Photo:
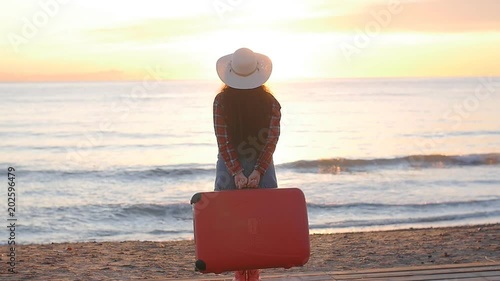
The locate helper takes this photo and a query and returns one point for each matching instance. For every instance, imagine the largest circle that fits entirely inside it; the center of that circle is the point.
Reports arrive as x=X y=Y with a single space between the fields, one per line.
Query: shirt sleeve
x=226 y=148
x=266 y=156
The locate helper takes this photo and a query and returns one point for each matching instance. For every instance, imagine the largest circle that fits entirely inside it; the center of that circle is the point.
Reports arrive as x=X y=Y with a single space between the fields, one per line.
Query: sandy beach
x=129 y=260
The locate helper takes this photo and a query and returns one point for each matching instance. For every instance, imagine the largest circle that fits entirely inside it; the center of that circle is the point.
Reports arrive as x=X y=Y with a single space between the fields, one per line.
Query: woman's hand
x=254 y=179
x=240 y=180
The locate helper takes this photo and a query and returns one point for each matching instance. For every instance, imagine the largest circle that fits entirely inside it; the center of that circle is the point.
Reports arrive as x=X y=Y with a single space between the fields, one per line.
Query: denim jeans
x=224 y=180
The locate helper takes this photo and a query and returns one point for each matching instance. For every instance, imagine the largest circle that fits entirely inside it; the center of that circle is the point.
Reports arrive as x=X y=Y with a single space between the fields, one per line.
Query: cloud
x=414 y=16
x=154 y=30
x=107 y=75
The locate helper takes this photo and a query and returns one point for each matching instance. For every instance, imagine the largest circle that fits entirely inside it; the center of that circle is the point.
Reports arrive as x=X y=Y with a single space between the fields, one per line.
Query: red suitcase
x=250 y=229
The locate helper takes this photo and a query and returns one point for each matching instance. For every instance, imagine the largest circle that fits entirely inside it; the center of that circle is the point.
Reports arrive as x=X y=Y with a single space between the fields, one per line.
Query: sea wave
x=332 y=165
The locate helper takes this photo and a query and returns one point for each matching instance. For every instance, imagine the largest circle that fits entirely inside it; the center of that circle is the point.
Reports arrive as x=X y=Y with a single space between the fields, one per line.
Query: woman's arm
x=226 y=148
x=266 y=156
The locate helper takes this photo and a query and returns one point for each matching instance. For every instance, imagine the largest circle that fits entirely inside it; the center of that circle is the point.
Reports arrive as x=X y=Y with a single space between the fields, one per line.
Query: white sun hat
x=244 y=69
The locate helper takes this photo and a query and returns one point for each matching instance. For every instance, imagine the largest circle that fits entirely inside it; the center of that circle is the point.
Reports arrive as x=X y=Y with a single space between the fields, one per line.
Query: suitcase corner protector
x=200 y=265
x=196 y=198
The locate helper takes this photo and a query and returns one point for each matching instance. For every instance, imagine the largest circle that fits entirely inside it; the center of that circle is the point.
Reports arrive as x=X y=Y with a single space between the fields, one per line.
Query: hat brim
x=254 y=80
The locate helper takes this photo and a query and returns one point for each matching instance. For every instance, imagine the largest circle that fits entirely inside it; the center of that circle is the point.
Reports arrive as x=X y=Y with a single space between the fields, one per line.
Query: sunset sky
x=81 y=40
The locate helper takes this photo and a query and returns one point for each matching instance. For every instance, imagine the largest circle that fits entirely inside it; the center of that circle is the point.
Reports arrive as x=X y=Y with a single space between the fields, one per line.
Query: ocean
x=112 y=161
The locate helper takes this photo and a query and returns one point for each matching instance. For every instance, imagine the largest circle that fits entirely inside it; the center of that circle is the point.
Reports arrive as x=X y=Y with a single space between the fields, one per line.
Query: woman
x=247 y=127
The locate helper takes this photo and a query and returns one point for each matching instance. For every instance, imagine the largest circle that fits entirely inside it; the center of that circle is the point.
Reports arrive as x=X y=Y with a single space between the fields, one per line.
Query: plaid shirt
x=227 y=149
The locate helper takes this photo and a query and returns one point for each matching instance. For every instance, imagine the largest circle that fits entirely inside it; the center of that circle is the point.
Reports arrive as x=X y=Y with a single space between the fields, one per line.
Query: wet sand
x=131 y=260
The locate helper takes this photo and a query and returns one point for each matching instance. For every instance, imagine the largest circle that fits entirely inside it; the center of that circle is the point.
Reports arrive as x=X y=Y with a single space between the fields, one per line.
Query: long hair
x=247 y=114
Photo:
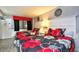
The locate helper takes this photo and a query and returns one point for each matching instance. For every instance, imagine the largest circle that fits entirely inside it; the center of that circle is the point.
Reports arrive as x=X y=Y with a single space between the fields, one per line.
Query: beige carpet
x=6 y=45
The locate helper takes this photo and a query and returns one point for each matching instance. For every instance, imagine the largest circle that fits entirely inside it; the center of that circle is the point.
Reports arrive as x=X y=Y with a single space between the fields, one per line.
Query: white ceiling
x=28 y=11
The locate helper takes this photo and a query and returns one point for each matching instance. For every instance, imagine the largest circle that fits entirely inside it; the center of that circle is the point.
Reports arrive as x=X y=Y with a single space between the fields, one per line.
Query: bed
x=25 y=42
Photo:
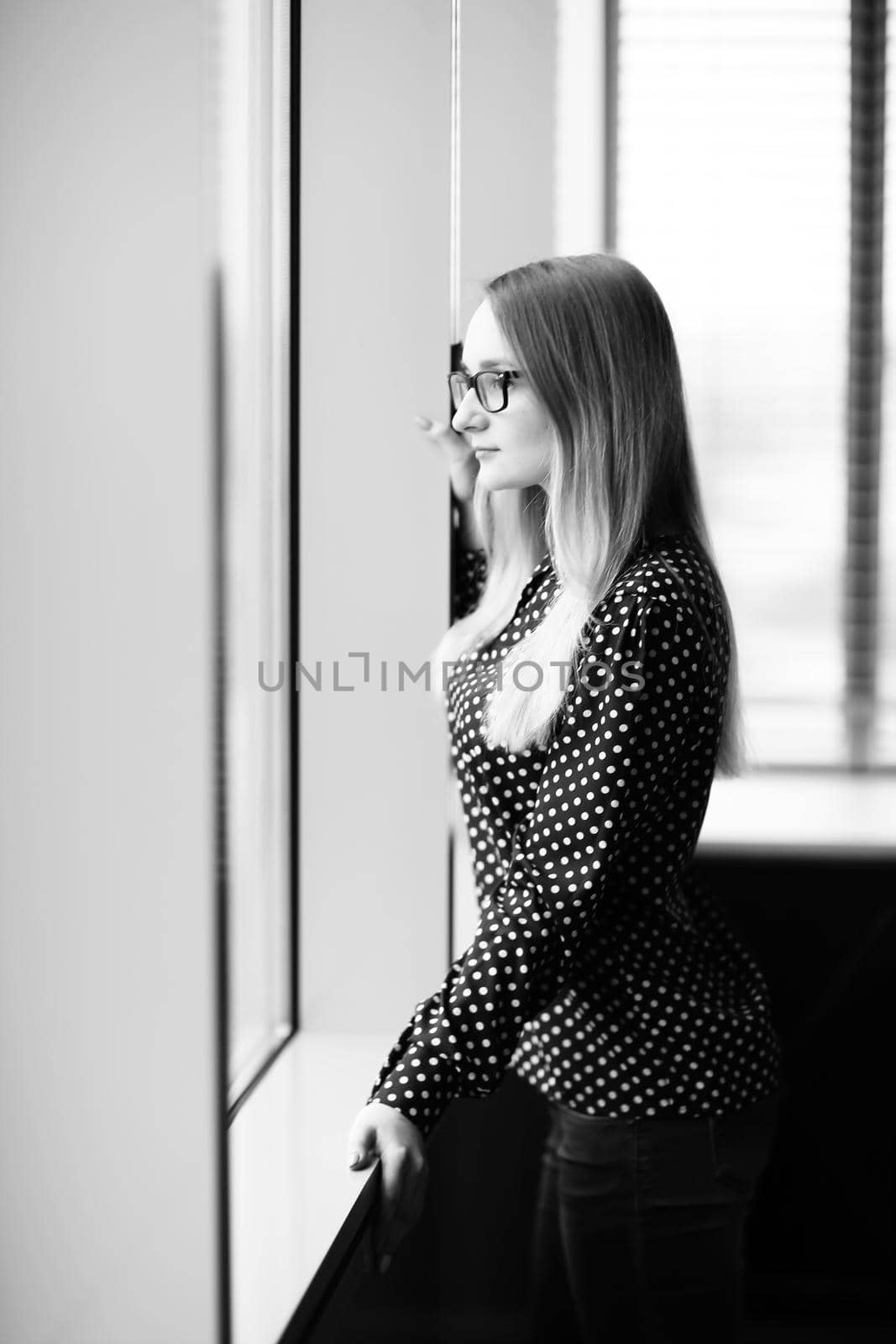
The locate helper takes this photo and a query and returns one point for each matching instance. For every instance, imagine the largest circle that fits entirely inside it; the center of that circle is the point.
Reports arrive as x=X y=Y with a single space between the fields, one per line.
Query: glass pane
x=884 y=743
x=734 y=198
x=254 y=108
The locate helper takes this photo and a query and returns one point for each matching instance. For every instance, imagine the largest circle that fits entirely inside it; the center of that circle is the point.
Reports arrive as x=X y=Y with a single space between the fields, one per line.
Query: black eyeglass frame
x=506 y=375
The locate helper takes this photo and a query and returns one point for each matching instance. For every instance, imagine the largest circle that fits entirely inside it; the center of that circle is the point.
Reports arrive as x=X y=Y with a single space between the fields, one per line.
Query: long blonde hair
x=594 y=340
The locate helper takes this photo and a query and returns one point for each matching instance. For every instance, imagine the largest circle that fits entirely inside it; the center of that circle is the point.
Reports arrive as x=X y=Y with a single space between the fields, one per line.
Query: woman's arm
x=602 y=770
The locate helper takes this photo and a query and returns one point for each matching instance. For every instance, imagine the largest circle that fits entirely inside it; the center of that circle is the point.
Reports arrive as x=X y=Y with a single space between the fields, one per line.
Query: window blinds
x=732 y=192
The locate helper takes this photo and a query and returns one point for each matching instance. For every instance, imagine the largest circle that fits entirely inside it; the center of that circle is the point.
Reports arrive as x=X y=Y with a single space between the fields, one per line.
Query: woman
x=591 y=696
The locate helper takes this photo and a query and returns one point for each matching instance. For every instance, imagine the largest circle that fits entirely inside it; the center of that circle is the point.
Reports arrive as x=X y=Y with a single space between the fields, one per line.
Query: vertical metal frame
x=864 y=391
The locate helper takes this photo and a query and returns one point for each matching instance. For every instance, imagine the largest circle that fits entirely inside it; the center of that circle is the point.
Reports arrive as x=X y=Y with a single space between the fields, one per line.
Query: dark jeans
x=640 y=1226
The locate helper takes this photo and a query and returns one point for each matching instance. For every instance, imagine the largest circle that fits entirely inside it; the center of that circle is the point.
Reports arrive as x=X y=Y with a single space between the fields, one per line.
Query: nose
x=469 y=416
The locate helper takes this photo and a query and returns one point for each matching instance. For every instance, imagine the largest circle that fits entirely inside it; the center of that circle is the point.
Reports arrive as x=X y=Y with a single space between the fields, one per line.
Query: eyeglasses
x=490 y=387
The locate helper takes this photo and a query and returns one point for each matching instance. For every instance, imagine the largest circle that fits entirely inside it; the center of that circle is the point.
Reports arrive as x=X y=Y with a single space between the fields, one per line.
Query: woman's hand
x=383 y=1132
x=458 y=456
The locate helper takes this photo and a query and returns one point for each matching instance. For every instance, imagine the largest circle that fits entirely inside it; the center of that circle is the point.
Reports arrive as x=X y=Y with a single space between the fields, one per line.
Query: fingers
x=402 y=1198
x=438 y=430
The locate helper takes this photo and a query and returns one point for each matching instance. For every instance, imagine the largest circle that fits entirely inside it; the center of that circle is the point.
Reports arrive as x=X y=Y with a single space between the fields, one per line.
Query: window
x=732 y=192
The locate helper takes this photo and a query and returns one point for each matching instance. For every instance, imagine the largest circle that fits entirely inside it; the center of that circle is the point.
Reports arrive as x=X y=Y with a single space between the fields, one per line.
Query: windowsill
x=296 y=1207
x=802 y=815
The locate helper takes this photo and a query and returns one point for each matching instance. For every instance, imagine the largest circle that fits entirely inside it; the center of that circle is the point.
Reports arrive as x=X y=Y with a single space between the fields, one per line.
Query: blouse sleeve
x=470 y=569
x=607 y=759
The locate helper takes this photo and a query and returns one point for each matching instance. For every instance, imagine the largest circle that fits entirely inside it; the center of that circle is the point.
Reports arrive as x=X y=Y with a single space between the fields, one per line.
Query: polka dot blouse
x=600 y=971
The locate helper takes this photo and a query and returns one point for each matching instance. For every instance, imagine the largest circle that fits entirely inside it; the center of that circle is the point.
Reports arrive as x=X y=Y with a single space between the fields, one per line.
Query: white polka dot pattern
x=600 y=971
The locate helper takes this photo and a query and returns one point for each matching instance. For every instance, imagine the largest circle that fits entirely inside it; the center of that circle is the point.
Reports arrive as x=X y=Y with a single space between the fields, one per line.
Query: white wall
x=109 y=1144
x=374 y=506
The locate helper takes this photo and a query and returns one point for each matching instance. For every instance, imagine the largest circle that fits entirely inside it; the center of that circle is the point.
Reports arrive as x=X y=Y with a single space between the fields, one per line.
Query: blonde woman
x=591 y=696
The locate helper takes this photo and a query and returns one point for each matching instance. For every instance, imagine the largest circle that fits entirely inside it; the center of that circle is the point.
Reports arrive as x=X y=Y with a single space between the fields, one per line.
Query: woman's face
x=512 y=447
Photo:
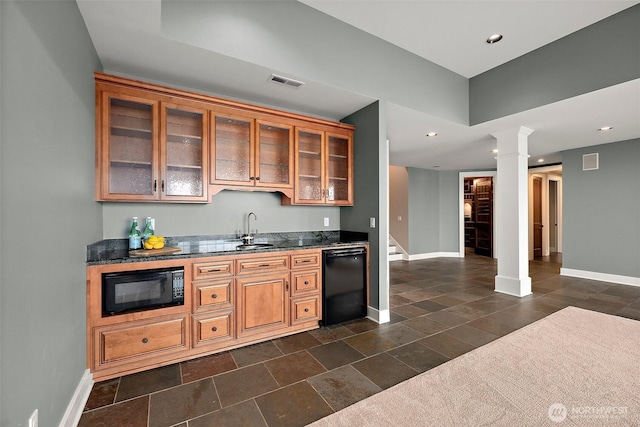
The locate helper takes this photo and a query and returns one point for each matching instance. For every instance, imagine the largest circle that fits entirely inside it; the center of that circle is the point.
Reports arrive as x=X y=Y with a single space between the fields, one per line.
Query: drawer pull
x=210 y=269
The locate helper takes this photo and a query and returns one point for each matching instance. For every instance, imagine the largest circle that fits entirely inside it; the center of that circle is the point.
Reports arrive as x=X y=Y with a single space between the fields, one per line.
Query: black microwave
x=142 y=290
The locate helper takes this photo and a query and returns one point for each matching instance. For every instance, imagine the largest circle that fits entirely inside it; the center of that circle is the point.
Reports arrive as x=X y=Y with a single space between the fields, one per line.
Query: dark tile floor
x=440 y=309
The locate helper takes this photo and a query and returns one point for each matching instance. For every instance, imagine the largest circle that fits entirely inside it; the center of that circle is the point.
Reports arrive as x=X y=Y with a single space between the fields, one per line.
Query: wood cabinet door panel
x=262 y=304
x=134 y=341
x=305 y=310
x=305 y=281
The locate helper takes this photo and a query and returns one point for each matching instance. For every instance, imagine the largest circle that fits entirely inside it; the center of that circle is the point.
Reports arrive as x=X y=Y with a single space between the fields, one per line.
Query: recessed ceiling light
x=494 y=38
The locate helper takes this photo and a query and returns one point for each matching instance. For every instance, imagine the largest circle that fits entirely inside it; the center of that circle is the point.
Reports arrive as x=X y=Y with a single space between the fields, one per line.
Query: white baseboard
x=603 y=277
x=429 y=255
x=78 y=401
x=378 y=316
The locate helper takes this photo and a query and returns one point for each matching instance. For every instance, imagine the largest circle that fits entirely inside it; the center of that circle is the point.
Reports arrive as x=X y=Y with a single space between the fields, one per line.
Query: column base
x=513 y=286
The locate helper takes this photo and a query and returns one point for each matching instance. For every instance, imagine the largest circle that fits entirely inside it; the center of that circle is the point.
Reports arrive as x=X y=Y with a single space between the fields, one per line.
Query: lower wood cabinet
x=230 y=301
x=262 y=304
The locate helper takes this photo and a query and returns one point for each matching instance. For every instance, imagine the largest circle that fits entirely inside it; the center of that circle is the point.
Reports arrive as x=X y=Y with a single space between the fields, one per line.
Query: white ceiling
x=127 y=37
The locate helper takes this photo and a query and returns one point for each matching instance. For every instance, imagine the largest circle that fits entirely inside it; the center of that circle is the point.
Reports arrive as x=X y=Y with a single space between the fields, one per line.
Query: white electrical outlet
x=33 y=419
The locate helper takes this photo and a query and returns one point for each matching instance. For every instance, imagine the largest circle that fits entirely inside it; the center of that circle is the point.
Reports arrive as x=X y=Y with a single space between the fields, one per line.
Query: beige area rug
x=574 y=367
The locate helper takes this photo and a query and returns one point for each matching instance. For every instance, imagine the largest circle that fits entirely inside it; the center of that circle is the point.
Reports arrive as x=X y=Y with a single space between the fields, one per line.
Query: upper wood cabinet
x=155 y=143
x=149 y=150
x=250 y=152
x=324 y=167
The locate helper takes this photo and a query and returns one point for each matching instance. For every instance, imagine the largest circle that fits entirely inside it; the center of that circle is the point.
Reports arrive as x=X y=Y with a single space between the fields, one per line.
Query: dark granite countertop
x=114 y=251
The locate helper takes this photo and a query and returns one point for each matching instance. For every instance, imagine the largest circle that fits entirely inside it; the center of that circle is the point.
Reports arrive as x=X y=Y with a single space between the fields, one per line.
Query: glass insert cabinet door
x=131 y=147
x=274 y=154
x=184 y=149
x=233 y=150
x=309 y=164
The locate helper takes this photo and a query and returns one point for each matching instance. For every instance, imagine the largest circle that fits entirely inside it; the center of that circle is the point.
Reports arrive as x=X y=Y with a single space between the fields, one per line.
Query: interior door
x=483 y=206
x=537 y=217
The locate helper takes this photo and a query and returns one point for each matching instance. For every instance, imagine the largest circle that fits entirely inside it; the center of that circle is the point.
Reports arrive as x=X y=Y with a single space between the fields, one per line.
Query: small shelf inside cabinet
x=125 y=131
x=309 y=153
x=198 y=167
x=115 y=162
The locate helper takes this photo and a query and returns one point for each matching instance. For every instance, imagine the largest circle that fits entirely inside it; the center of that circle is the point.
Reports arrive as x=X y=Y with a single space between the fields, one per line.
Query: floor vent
x=285 y=81
x=590 y=162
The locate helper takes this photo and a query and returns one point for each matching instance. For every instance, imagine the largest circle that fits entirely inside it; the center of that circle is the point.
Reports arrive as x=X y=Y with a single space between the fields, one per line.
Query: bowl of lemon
x=154 y=242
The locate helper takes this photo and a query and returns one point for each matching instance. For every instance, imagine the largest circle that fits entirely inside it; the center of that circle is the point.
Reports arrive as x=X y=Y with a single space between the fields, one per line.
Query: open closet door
x=483 y=192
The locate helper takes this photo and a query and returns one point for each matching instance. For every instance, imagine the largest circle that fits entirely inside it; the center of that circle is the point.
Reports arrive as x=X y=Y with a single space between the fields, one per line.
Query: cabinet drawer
x=213 y=328
x=213 y=269
x=133 y=341
x=306 y=260
x=260 y=265
x=213 y=295
x=305 y=281
x=305 y=309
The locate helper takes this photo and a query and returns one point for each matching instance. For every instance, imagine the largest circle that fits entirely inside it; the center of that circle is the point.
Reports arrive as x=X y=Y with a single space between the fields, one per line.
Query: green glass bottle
x=135 y=238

--------

_Task brief_. Collect every line above that contains the word "beige" and copy each one in full.

_Right answer_.
Query: beige carpet
Query: beige area rug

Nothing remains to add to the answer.